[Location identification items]
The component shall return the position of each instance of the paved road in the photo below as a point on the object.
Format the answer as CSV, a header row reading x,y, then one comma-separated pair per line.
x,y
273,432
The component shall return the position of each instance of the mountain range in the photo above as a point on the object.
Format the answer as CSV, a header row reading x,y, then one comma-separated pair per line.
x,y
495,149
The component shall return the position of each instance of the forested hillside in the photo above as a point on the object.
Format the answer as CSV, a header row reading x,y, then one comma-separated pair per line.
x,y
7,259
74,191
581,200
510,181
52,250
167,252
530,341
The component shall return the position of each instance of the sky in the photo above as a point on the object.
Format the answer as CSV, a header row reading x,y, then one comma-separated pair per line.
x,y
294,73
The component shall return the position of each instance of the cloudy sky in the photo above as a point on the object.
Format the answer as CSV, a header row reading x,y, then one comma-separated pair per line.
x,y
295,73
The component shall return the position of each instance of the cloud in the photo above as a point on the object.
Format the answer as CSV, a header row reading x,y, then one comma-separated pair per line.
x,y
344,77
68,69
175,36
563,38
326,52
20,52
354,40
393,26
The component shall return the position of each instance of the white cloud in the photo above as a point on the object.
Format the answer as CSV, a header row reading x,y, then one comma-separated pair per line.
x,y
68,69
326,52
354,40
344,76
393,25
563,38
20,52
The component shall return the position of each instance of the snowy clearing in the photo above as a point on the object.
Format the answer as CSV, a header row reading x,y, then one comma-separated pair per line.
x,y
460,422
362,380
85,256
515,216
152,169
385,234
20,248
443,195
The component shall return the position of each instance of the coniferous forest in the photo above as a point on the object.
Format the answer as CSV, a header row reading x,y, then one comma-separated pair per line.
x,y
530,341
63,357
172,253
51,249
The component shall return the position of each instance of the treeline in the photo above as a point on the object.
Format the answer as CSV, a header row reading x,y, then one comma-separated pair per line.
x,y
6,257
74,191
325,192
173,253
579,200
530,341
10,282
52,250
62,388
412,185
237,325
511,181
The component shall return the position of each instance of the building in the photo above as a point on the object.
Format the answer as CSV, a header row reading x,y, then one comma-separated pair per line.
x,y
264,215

= PROBLEM TO SOLVE =
Give back exactly the lines that run from the line with "of the cloudy" through the close of the material, counting both ends, and nothing more.

= WORKED ANSWER =
The component shall return the position of each instance of the cloudy sky in the photo above as a point on the object.
Format the answer as CSV, a header row reading x,y, then one comma-separated pair per line.
x,y
295,73
The component shall return the position of each instance of the cloud in the photo above as a point on the object.
Format the answer as CSV, a header row reading x,y, then one comma-separated pair per line.
x,y
344,77
68,69
175,36
563,38
326,52
20,52
354,40
393,26
The component shall return the position of each instance of the white cloud in the photo above as a point on the object.
Format the answer as CSV, a header row reading x,y, then one comma-separated pair per line.
x,y
68,69
326,52
354,40
344,76
393,25
563,38
20,52
The component shall return the position of each instance of the snowy clearing in the photo above as a point on the object.
Format the answer as CSV, a header row reading x,y, then one comma-separated pair per line.
x,y
460,422
362,380
85,256
515,216
152,169
385,234
20,248
443,195
The component shall return the position of each instance of the coniferous forest in the photo above as a point on the object.
Format the answer as CSV, a header row reading x,y, then one comma-separated pair per line.
x,y
530,341
63,357
172,253
51,249
The component shall return the position of each instance of the treeline in the photo above as a point on the object.
Format the answer as CSV, a header row reading x,y, then one comma-separated pair per line.
x,y
6,257
74,191
325,192
173,253
579,200
530,341
10,282
52,250
62,388
412,185
237,325
511,181
The component shall return the position of each instance of the building in the photo above as a point on the object.
Format the answer as CSV, a header row reading x,y, then one comma-separated pair per line.
x,y
264,215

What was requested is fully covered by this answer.